--- TASK DIRECTIONS ---
Format the lines below, from the first one through the line containing "negative clicks: (119, 289)" inclusive, as a numbered list, omitting any blank lines.
(Beginning of DATA)
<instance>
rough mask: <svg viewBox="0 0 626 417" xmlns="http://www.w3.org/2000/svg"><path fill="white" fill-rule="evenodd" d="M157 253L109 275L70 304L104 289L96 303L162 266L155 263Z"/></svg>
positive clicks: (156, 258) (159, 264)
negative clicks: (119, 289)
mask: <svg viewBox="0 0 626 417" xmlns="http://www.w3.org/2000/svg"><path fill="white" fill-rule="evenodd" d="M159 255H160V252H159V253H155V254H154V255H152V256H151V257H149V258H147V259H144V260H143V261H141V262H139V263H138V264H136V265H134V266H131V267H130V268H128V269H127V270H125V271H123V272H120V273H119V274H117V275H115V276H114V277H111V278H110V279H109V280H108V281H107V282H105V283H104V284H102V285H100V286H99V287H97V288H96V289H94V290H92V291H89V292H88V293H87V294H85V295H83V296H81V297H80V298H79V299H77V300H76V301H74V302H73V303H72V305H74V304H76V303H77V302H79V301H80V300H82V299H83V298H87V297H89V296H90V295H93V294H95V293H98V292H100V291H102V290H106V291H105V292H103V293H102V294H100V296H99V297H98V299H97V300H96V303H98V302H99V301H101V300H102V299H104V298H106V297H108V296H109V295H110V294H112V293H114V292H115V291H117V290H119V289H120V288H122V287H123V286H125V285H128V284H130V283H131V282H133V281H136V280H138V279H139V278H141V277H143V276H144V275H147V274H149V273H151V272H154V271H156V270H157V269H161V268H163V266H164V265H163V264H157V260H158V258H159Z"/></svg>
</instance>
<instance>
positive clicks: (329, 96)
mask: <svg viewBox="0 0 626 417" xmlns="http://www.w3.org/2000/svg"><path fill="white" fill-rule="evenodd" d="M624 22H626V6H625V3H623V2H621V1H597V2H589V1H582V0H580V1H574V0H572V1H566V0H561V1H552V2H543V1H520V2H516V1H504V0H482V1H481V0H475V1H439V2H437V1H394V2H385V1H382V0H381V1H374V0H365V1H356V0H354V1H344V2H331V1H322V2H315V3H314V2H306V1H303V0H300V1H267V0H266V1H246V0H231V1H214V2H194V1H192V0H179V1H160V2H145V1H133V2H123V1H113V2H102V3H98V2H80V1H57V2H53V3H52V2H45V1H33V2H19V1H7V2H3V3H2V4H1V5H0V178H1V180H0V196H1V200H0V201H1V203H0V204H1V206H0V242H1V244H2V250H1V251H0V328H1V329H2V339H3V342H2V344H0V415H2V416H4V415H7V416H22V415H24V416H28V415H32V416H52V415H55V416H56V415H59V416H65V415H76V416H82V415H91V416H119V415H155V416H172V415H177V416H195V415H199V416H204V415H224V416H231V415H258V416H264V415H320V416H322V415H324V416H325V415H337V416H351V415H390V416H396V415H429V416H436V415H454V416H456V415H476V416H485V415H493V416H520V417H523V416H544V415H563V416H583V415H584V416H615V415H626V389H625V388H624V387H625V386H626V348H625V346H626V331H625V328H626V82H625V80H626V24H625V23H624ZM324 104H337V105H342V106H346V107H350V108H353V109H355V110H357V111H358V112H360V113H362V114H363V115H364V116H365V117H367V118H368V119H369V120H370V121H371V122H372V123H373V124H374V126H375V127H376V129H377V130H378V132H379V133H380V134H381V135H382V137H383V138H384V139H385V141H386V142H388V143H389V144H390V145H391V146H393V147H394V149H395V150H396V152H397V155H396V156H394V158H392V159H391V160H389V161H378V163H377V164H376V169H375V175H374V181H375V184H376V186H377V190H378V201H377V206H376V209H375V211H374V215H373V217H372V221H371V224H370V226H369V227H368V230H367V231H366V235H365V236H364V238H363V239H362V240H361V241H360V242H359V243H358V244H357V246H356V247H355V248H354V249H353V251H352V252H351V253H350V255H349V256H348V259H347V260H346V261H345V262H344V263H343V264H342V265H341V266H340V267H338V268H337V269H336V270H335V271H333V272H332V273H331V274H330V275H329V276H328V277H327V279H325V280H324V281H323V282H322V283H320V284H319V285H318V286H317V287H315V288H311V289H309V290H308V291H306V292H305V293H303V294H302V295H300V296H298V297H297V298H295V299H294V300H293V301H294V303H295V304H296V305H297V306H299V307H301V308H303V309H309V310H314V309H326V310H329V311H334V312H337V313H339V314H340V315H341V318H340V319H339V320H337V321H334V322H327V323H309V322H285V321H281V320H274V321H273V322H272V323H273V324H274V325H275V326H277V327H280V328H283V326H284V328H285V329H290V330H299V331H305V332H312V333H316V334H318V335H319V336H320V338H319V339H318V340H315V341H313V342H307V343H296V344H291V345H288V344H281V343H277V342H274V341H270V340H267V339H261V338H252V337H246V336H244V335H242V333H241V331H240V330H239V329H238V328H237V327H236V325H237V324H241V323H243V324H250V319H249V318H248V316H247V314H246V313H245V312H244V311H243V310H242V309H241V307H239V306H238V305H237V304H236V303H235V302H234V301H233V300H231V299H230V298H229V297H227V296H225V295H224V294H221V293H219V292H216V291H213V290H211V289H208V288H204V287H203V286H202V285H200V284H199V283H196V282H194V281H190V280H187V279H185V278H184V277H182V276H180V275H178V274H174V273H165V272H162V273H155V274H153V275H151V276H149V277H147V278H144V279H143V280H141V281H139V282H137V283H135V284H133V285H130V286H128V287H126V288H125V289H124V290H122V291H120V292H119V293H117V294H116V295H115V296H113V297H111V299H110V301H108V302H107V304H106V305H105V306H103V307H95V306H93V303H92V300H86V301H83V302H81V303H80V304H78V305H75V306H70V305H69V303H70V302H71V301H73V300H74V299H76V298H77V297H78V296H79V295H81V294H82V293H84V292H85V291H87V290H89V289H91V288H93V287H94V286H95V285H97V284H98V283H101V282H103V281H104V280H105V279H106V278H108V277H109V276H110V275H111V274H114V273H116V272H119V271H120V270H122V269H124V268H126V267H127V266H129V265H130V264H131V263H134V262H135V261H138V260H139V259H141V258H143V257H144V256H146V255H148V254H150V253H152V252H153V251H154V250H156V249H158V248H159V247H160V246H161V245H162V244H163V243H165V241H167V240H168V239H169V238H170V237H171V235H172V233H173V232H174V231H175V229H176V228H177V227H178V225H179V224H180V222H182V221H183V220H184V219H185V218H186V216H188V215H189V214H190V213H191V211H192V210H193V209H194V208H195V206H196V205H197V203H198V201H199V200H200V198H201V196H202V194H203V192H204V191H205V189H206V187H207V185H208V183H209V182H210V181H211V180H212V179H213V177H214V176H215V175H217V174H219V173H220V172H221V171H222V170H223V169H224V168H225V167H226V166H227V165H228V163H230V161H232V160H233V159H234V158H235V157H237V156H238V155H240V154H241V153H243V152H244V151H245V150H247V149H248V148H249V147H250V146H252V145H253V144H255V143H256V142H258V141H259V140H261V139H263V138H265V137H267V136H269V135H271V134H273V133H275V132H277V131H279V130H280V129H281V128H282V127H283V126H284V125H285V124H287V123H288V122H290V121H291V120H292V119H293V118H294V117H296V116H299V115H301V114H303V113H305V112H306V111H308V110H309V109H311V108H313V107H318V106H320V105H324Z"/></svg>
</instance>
(End of DATA)
--- EXERCISE OUTPUT ---
1. <instance>
2. rough mask: <svg viewBox="0 0 626 417" xmlns="http://www.w3.org/2000/svg"><path fill="white" fill-rule="evenodd" d="M157 253L109 275L70 304L104 289L96 303L162 266L155 263Z"/></svg>
3. positive clicks: (156, 258) (159, 264)
4. negative clicks: (119, 289)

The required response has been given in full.